INPUT RECORDS —

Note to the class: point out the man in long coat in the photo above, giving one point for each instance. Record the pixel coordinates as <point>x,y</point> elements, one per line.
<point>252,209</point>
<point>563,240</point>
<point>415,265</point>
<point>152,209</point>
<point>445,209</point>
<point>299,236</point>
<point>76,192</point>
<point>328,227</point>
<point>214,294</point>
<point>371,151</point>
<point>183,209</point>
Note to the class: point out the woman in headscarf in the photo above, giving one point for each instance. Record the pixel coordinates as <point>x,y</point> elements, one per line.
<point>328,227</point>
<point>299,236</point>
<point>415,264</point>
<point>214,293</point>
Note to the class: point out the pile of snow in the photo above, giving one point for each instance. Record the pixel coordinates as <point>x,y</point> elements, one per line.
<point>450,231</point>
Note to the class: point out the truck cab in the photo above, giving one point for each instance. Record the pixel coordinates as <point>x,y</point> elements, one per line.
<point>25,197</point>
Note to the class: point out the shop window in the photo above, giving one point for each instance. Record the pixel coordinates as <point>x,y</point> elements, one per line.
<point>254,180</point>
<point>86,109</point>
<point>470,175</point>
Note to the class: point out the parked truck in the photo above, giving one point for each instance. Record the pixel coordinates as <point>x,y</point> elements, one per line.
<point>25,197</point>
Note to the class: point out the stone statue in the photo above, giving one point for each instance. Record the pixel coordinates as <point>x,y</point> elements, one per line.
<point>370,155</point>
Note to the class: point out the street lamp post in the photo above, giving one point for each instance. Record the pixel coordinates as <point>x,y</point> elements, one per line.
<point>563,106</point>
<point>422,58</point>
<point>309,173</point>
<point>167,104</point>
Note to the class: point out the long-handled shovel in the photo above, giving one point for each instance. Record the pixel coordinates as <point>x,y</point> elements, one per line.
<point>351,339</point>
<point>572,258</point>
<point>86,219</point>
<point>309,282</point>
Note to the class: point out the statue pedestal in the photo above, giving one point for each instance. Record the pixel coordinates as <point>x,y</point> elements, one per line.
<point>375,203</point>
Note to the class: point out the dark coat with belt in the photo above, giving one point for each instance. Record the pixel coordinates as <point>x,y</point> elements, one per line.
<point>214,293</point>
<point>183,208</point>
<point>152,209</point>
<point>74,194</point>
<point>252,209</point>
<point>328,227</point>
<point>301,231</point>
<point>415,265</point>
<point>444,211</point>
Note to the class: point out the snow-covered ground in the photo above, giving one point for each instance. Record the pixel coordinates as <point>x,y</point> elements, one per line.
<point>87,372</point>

ACTIVITY — Reproduce precisely the span of lines that begins at the line containing "Note to the class: point out the long-handled" and ends with the last line of the listing.

ANSWER SPACE —
Note to the class: point out the long-handled shovel in the photo above, giving one point for each instance. Record the pixel coordinates as <point>x,y</point> elements, one per line.
<point>351,339</point>
<point>572,258</point>
<point>86,219</point>
<point>309,282</point>
Note to the class: point out the statue pedestal in the photo above, giving one point for each instance. Record the pixel coordinates as <point>x,y</point> elements, one per line.
<point>375,203</point>
Note to the class: point out the dark coat with belt in the photo above, giving one point for each instance. Record the pixel coordinates as <point>x,y</point> elements, one per line.
<point>214,293</point>
<point>183,208</point>
<point>152,209</point>
<point>74,194</point>
<point>252,209</point>
<point>328,227</point>
<point>301,231</point>
<point>415,265</point>
<point>444,211</point>
Note to the class: point out the snow-covered ground in the photo above, giving one point for each instance. Record the pixel coordinates as <point>x,y</point> elements, one per line.
<point>87,372</point>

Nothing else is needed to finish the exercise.